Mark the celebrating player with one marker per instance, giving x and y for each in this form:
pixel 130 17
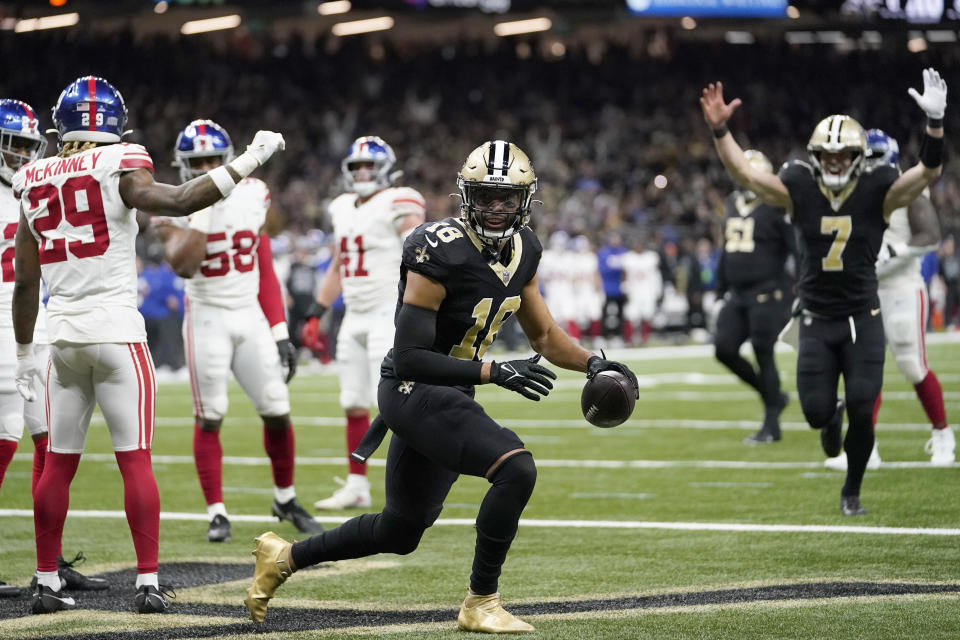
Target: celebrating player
pixel 460 279
pixel 234 322
pixel 755 292
pixel 841 208
pixel 370 221
pixel 913 232
pixel 77 227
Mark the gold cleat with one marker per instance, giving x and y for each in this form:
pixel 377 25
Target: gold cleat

+ + + + +

▶ _WORK TO COMPLETE_: Output all the rows above as a numbered list, one line per number, with blank lines dropped and the pictures left out.

▶ _ANSWER TO THE EXERCISE_:
1. Mark the celebrating player with one marker per instance, giving x and y for each in this form:
2. pixel 130 17
3. Target: celebrating player
4. pixel 460 279
5. pixel 234 322
6. pixel 755 292
7. pixel 841 208
8. pixel 370 221
9. pixel 913 232
10. pixel 77 227
11. Mark the gold cleat with one marker per instance, giving x and y for each in this form:
12. pixel 377 25
13. Target: gold cleat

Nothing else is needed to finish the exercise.